Would you transcribe the whole listing exactly, minus its pictures?

Record extracts:
* * * * * * *

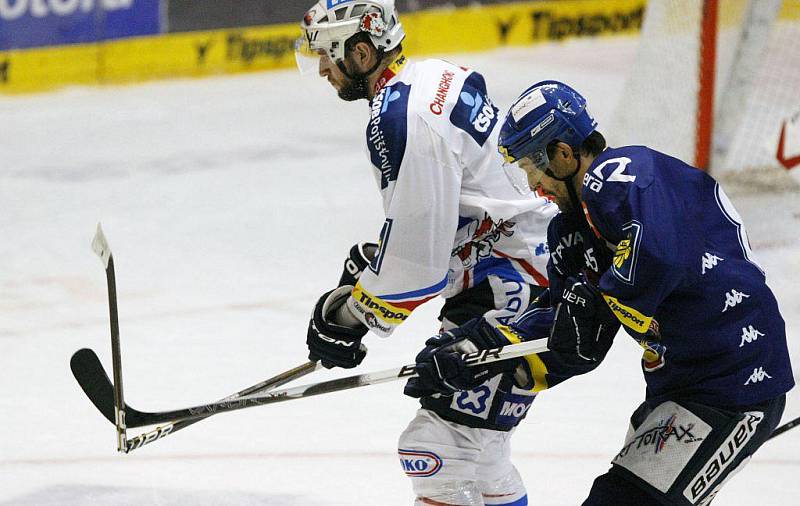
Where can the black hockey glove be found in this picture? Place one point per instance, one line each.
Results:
(360, 256)
(441, 368)
(334, 344)
(584, 326)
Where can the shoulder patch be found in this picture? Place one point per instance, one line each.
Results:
(474, 112)
(627, 253)
(387, 131)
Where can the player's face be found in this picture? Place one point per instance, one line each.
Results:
(546, 185)
(346, 88)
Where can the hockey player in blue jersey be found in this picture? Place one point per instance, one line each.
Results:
(647, 241)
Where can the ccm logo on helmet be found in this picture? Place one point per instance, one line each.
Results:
(419, 464)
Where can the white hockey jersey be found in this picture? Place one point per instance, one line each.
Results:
(452, 217)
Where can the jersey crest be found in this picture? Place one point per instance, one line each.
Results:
(387, 131)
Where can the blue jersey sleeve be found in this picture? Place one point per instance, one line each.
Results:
(645, 219)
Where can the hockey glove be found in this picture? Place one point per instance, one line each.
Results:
(440, 367)
(332, 343)
(360, 256)
(584, 326)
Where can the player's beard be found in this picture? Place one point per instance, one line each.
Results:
(354, 89)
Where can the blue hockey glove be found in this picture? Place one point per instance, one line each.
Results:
(334, 344)
(360, 256)
(441, 368)
(584, 326)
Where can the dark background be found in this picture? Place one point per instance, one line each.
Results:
(189, 15)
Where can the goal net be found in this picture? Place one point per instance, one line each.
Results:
(717, 83)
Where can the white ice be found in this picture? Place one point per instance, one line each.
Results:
(229, 203)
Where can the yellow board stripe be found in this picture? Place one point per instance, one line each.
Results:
(537, 368)
(194, 54)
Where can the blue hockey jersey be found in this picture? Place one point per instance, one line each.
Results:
(684, 282)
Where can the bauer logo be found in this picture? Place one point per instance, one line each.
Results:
(419, 464)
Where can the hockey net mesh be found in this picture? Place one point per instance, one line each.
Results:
(756, 90)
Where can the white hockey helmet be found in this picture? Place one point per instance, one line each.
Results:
(329, 23)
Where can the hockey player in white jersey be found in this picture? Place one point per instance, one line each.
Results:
(454, 226)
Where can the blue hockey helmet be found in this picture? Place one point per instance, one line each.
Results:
(547, 111)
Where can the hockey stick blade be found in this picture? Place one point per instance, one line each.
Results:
(97, 386)
(137, 418)
(94, 381)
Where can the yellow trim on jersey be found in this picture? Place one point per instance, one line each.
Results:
(628, 316)
(537, 368)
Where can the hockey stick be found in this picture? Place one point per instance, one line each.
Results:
(100, 247)
(98, 387)
(93, 380)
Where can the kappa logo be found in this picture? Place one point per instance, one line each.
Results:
(594, 179)
(9, 10)
(482, 112)
(710, 261)
(750, 334)
(733, 298)
(419, 464)
(758, 376)
(474, 400)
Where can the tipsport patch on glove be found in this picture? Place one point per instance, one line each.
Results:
(378, 314)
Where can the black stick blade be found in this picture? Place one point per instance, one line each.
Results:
(94, 382)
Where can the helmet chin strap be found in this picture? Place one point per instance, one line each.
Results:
(359, 86)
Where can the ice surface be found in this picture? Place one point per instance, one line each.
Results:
(229, 204)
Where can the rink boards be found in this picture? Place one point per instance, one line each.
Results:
(201, 53)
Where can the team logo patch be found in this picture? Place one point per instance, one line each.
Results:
(419, 464)
(627, 254)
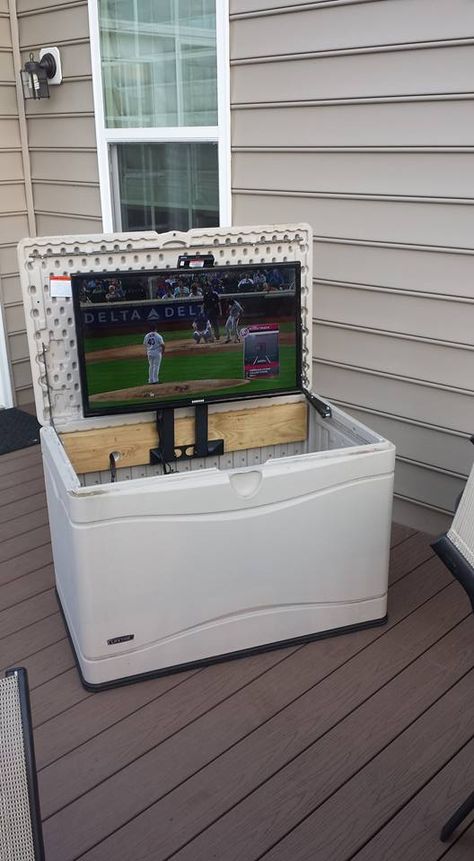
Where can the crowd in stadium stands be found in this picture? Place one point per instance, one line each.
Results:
(176, 286)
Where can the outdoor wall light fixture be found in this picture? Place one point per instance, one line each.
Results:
(38, 75)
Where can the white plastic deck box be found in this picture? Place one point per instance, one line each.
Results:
(247, 550)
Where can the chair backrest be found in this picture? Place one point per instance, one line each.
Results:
(21, 836)
(456, 548)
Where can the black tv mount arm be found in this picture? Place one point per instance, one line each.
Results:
(167, 451)
(323, 409)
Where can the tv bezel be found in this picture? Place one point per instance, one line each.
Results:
(189, 401)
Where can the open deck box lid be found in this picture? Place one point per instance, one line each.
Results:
(47, 263)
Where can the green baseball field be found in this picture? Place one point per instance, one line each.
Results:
(117, 369)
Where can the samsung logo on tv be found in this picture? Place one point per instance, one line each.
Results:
(123, 639)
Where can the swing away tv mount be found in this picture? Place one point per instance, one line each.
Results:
(167, 451)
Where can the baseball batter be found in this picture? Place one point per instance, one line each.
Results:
(202, 330)
(155, 348)
(234, 312)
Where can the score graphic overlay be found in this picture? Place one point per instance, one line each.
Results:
(261, 351)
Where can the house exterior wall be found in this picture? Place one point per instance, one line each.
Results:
(61, 153)
(13, 207)
(357, 117)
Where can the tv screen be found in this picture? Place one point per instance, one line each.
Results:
(175, 337)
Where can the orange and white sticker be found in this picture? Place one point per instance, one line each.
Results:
(60, 286)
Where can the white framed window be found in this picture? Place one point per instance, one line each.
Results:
(161, 93)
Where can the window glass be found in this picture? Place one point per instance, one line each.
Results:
(168, 186)
(159, 63)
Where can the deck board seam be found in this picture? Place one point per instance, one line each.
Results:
(135, 711)
(30, 550)
(315, 741)
(23, 601)
(413, 795)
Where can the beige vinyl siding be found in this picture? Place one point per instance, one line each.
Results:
(13, 207)
(358, 117)
(62, 157)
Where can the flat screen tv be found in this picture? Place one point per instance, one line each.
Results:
(176, 337)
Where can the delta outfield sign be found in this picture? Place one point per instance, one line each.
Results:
(124, 315)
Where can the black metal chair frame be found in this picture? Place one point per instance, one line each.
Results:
(30, 761)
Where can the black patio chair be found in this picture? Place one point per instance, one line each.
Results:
(21, 835)
(456, 550)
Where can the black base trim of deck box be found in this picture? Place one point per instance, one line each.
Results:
(216, 659)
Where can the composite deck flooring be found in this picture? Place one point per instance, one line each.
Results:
(353, 747)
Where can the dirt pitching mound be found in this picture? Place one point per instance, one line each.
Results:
(165, 390)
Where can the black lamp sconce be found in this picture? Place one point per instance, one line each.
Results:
(38, 75)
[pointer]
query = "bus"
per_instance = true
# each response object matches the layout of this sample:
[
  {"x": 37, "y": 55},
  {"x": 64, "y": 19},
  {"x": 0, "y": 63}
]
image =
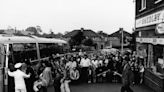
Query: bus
[{"x": 15, "y": 49}]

* * * * * * *

The response:
Where can the black hockey glove be found in this picture? Place one point per instance, one line each.
Results:
(360, 256)
(441, 368)
(334, 344)
(584, 326)
Where can the shoulder patch be found in this picture? Place one point per instance, one line each.
Results:
(474, 112)
(627, 253)
(387, 131)
Where can the player's face be found in this picture? Place one point per instance, one line each.
Results:
(546, 185)
(346, 88)
Where can the hockey player in blue jersey be found in this picture? Place one point per instance, one line each.
Results:
(647, 241)
Where can the ccm logo on helmet be found in this picture? Place one point per instance, one line each.
Results:
(419, 464)
Where can the white hockey jersey be found in this picture? Place one point per instance, one line each.
Results:
(452, 217)
Where can the jersey crest be found in this picture? Place one point per instance, one line each.
Results:
(387, 131)
Where can the blue jersey sleeve be found in this picture? Place one point per instance, one line each.
Results:
(645, 219)
Where can the hockey glove be found in this picture? Place one point per instance, one line each.
Results:
(440, 367)
(332, 343)
(360, 256)
(584, 326)
Where can the player's beard be found in this picture? Place one point per instance, one line each.
Results:
(354, 89)
Where can the blue hockey glove be found in this picture? Place one point per instance, one line each.
Results:
(334, 344)
(360, 256)
(441, 368)
(584, 326)
Where can the dark background be found in this picture? Place one point per instance, one line each.
Results:
(189, 15)
Where can the goal net be found in this picture? Place one point per instance, one line each.
Results:
(717, 83)
Where can the white ice be found in this picture? Place one point per instance, one line each.
Results:
(229, 203)
Where can the yellow board stripe be found in this picture? Place one point per instance, one line each.
Results:
(537, 368)
(194, 54)
Where can the blue hockey jersey be found in this picture? Place one point per instance, one line each.
Results:
(684, 282)
Where can the bauer logo be found in this picture? Place one point per instance, one line each.
Results:
(419, 464)
Where can the hockey net mesh be found in this picture? Place one point per instance, one line each.
Results:
(756, 90)
Where can the white hockey helmet be found in this picture? Place one point per instance, one line each.
Results:
(329, 23)
Where can the hockey player in white jersey be found in this picture? Place one point per instance, one line each.
Results:
(454, 226)
Where can the blue hockey helmet be found in this picture? Place one point per instance, one line each.
Results:
(547, 111)
Where can the hockey stick blade be found in this picture? Place one point per instance, one line each.
Results:
(97, 386)
(137, 418)
(94, 381)
Where can the yellow trim on jersey be found in this picture? Place one point per instance, one line each.
Results:
(628, 316)
(537, 368)
Where can the hockey stick be found in this picture? Place one point per instance, one line each.
Results:
(100, 247)
(98, 387)
(93, 380)
Where can the kappa logo be found in this picture? Place one point per instance, one line each.
Results:
(594, 179)
(9, 10)
(482, 112)
(710, 261)
(750, 334)
(733, 298)
(419, 464)
(758, 376)
(474, 400)
Where can the tipsport patch on glove be found in this picture? Place one point per instance, one line each.
Results:
(378, 314)
Where can the black stick blade be found in this picture? Place one point per instance, one line each.
Results:
(94, 382)
Where can the helmet chin strap be found in this picture? Place one point per instance, one line each.
Results:
(359, 86)
Where can the ice surface be found in this picture? Place one point per instance, one line each.
Results:
(229, 204)
Where can the rink boards be found in this picture? Place one point per instance, one line each.
Results:
(201, 53)
Where can the team logo patch be found in this picture? Place one point per instance, one line each.
Results:
(419, 464)
(627, 254)
Where can the crowd in stadium stands be found in this picture? Place one point per instance, one line each.
Results:
(176, 286)
Where can the outdoor wall light fixture be found in this picture? Place one point per instance, one line each.
Results:
(38, 75)
Where can the white plastic deck box be found in this picture? Place one point per instance, one line each.
Results:
(247, 550)
Where can the chair backrest be found in this picture? Place one point per instance, one line each.
Results:
(21, 836)
(456, 548)
Where can the black tv mount arm be found in this picture? Place one point per instance, one line each.
Results:
(167, 451)
(323, 409)
Where can the tv bezel be found in this picture? Place one point per instance, one line each.
Results:
(189, 401)
Where can the open deck box lid be found in this picture? Place one point per instance, one line each.
Results:
(47, 263)
Where can the green baseball field be found in this picture? Place one point per instance, one line each.
Results:
(117, 369)
Where can the samsung logo on tv be found in this picture? Place one point per instance, one line each.
Results:
(123, 639)
Where can the swing away tv mount be found in this picture? Place one point per instance, one line each.
Results:
(167, 451)
Where can the baseball batter be found in this picture? Place one point per instance, one line each.
Results:
(202, 330)
(155, 348)
(234, 312)
Where can the score graphic overlay be found in this picture? Place one point per instance, one line each.
Results:
(261, 351)
Where can the house exterior wall be found in this picture? Place one point per instance, one line each.
Results:
(61, 153)
(13, 207)
(357, 117)
Where can the tv screen be found in this picture? Place one point per instance, one line each.
Results:
(175, 337)
Where can the orange and white sticker be found in this picture? Place one point per instance, one line each.
Results:
(60, 286)
Where can the white framed window be found in this picture? Place one point per instance, one line each.
Results:
(161, 93)
Where can the window glass be found in this picture? Place one point per instance, one line each.
Results:
(168, 186)
(159, 63)
Where can the deck board seam be found in this picture? Place one point per instance, one line each.
Results:
(135, 711)
(30, 550)
(315, 741)
(23, 601)
(413, 795)
Where can the beige vinyl siding be found in this picture? Place one point per instance, one line each.
Results:
(13, 207)
(358, 117)
(62, 157)
Where can the flat screen tv be found in this picture? Place one point per instance, one line each.
Results:
(176, 337)
Where can the delta outfield sign be found in this picture? Place one point per instance, one line each.
Results:
(124, 315)
Where can the black metal chair frame be found in this picture? Place one point per instance, one line each.
Results:
(30, 761)
Where can the black patio chair be found in this picture? Place one point per instance, one line each.
Results:
(21, 835)
(456, 550)
Where can the black base trim of deck box be found in this picture? Place one point per instance, one line each.
Results:
(216, 659)
Where can the composite deck flooring be found in this picture? Place one point per instance, one line each.
Results:
(353, 747)
Where can the dirt pitching mound be found in this picture? Place one point per instance, one line each.
Results:
(165, 390)
Where can the black lamp sconce be found in this picture? Place one point per instance, one line each.
Results:
(38, 75)
[pointer]
query = "bus"
per_instance = true
# each response object matches the layout of this sample:
[
  {"x": 37, "y": 55},
  {"x": 64, "y": 19},
  {"x": 0, "y": 63}
]
image =
Query: bus
[{"x": 15, "y": 49}]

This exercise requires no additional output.